■ **DATASET EXCERPTS**:
=-=-=-=-=
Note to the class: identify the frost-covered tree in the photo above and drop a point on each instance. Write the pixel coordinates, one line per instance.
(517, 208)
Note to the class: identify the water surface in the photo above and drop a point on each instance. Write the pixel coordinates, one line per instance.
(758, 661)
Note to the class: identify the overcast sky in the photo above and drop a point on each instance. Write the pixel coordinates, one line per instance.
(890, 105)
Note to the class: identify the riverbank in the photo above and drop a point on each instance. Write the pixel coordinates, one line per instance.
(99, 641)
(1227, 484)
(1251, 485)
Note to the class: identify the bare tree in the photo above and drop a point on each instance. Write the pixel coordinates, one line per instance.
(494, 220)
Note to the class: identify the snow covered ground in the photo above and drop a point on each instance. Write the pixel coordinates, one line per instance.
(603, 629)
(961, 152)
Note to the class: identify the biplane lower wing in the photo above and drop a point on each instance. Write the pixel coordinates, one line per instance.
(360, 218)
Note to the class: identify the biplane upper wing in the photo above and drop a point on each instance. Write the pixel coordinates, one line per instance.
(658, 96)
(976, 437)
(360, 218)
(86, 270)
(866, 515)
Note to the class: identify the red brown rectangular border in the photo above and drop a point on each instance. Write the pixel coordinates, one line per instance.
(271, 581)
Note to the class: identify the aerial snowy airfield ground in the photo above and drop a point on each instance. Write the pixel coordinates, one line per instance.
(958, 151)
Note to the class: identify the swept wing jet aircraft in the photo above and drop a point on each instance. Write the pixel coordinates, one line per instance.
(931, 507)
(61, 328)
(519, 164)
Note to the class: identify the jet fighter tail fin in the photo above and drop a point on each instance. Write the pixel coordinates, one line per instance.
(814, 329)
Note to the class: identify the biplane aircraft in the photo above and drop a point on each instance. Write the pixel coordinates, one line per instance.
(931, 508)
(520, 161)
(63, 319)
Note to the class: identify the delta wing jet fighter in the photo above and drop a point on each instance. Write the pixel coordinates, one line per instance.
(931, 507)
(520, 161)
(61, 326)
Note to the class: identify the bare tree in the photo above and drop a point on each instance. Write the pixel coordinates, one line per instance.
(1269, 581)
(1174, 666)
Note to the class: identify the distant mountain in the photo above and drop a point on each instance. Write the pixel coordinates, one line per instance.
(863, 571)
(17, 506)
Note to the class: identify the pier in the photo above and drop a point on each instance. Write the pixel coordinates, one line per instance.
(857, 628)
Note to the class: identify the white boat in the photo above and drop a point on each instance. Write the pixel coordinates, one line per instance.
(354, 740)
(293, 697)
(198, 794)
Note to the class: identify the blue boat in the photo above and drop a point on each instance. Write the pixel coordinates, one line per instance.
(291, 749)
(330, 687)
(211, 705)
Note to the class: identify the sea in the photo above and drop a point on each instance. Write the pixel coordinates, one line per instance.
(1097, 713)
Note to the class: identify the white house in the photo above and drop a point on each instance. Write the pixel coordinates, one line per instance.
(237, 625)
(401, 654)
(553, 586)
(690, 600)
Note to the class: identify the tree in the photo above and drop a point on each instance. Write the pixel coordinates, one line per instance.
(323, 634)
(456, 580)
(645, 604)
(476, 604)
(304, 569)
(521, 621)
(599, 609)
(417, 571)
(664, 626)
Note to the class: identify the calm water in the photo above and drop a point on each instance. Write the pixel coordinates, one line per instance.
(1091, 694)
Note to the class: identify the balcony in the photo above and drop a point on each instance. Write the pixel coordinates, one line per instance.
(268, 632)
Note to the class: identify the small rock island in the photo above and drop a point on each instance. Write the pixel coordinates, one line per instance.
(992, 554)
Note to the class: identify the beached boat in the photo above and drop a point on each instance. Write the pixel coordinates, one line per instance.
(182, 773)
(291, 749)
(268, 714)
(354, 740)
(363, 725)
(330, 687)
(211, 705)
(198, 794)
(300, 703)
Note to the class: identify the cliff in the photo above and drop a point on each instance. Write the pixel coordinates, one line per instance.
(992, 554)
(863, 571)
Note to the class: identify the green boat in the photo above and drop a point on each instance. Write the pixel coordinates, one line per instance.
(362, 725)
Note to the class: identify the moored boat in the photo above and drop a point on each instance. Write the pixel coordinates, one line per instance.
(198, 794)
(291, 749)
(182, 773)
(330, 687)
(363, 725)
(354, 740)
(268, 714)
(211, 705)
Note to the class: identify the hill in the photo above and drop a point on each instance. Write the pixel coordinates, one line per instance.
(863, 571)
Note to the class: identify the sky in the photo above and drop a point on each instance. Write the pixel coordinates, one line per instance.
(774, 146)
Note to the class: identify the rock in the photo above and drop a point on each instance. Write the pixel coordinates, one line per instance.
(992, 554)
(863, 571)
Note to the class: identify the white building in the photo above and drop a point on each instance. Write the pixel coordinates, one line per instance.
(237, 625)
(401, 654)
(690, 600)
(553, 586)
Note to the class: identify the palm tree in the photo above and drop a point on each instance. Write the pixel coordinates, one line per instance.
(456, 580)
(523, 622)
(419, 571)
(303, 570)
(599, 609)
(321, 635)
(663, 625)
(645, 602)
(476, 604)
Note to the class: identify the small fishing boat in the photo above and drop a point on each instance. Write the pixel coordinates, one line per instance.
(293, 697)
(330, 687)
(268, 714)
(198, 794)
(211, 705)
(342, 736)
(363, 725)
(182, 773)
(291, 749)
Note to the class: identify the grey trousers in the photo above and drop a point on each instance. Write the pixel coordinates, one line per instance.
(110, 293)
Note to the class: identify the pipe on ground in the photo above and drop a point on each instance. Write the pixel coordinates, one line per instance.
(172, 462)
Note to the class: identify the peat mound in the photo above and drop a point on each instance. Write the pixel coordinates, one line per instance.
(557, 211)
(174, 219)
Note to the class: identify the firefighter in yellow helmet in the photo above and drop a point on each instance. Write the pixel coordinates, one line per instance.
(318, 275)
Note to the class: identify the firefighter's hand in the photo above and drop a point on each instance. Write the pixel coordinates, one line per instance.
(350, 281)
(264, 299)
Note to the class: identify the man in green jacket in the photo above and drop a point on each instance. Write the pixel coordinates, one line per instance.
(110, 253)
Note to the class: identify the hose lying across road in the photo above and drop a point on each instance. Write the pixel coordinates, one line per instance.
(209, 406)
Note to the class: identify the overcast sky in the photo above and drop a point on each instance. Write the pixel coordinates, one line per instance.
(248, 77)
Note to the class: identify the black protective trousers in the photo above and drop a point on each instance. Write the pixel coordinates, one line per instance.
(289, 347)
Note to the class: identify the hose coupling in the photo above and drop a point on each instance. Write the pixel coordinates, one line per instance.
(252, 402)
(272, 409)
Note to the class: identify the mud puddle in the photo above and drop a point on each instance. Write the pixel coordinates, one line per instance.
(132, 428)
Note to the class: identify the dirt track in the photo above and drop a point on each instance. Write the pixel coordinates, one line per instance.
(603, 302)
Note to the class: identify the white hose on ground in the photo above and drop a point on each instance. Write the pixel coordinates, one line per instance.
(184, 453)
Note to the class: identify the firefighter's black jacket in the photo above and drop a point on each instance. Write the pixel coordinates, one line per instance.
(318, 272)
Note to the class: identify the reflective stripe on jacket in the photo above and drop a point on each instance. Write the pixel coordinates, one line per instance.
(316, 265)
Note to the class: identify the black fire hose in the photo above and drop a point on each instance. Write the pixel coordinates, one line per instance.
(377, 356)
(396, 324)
=-=-=-=-=
■ **WHAT TO PRODUCE**:
Please reproduce the records from the line containing "Note to the class: identify the mud" through the end of the records, requests included, offsetting every coordinate in the answers by adding 94 to both numbers in each pair. Give only those lines.

■ **REPLY**:
Note to the class: identify the mud puddle in the photo above and drop a point on each instance. Write the pixel coordinates, one line per instance.
(226, 522)
Note to the class: identify the dirt track in the photo above and drop a point on each instance. Write the pixel coordinates, one line per instance.
(697, 396)
Note to the class: identify the white hose on ground in the photo above and drop a point on each instance. Write the pixel coordinates, one line per instance.
(278, 547)
Note to the class: identify the firefighter's black jacket in the photo above and drop a point on each instance. Write the pixel coordinates, one line per instance.
(412, 366)
Note to the class: identify the reflective stripe on jacket in the photo above and drop a point on each instance. Write the pixel coordinates, one line per instance.
(410, 359)
Note to the class: identify the black fire hose in the photo above and drop a point on each instance. Write the pixel coordinates, one line per instance.
(471, 450)
(490, 418)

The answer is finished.